**Data records**
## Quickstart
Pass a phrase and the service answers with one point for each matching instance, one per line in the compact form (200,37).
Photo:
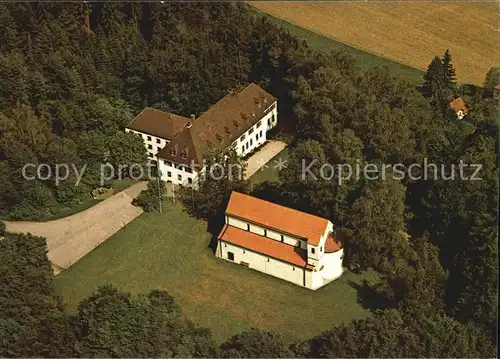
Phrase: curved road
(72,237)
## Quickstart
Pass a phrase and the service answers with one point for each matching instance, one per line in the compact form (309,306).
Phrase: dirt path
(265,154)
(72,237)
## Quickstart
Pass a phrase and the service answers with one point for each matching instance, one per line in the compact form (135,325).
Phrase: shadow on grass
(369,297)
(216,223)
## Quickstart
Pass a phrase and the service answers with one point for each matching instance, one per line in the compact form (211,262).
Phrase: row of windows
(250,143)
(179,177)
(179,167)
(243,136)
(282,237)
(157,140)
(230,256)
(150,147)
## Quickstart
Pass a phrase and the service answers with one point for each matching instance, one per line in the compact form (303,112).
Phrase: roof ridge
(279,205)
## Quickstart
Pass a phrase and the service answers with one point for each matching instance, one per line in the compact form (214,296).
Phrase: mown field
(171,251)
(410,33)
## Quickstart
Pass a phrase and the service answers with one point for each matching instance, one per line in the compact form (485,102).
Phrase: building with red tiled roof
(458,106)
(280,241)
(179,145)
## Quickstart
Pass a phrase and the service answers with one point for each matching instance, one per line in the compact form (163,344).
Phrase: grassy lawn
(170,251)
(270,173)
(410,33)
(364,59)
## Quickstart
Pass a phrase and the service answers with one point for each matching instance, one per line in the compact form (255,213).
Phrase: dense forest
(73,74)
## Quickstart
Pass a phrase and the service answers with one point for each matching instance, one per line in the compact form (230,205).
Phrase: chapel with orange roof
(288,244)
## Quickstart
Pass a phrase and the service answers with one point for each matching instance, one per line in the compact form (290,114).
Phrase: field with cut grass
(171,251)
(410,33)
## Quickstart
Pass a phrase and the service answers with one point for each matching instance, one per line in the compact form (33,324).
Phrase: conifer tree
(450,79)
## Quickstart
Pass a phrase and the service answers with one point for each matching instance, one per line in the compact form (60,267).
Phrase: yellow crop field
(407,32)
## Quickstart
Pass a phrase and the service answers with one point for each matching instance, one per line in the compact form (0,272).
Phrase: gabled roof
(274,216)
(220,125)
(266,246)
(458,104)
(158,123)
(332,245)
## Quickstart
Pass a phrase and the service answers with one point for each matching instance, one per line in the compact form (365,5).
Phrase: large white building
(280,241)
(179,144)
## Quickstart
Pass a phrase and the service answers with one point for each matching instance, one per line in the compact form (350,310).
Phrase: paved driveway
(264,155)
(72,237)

==

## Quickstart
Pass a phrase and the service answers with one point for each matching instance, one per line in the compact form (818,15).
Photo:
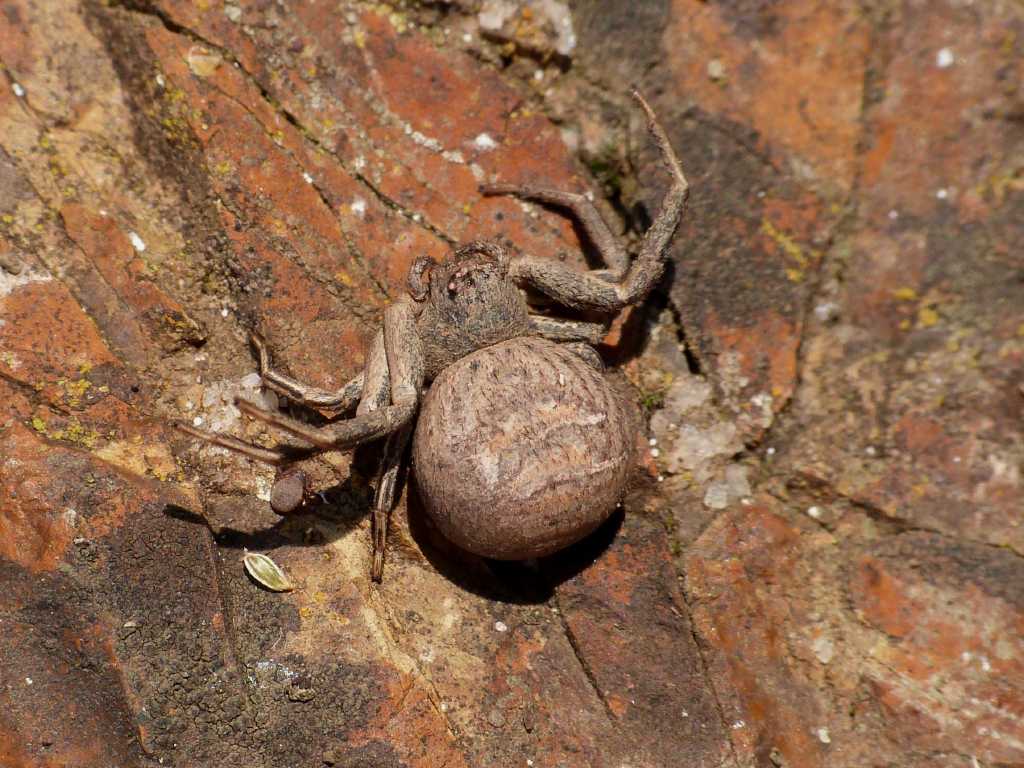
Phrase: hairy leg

---

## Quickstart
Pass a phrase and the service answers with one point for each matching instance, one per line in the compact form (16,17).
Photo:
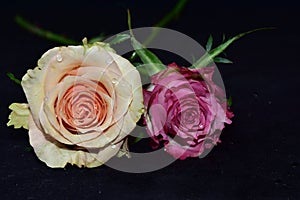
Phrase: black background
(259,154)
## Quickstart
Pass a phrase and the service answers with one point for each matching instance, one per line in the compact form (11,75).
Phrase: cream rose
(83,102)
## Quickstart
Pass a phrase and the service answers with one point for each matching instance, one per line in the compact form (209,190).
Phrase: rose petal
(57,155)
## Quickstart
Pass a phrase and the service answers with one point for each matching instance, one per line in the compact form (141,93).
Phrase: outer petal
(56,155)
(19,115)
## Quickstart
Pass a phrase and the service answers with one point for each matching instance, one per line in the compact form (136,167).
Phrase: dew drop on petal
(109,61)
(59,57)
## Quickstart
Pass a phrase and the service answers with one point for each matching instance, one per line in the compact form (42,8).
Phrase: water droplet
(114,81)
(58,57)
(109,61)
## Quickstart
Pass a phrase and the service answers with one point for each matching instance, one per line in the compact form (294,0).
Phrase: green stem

**What the task asks**
Could you set down, exactly as written, the lines above between the one holding "compact form (141,93)." and the one holding "Phrase: green stem", inclusive, and nothing more?

**Result of the exercise**
Pass a phrase and the service answers with one point for each matching instance, one per line in the compact form (141,93).
Phrase: outer petal
(56,155)
(19,115)
## Quickstart
Pass a phrase and the service answers with one point for each matching instance, one per line in the compact form (136,167).
Phrase: dew drop on petal
(109,61)
(59,57)
## Quickstart
Pass a phrase and the service answers with one point for each matching instance, one per line in the compact form (42,8).
Phrase: water droplet
(114,81)
(58,57)
(109,61)
## Quickstart
Pass a phrase and the service answers with one point for each matching instance, one per line in the compact form (294,0).
Phrase: green stem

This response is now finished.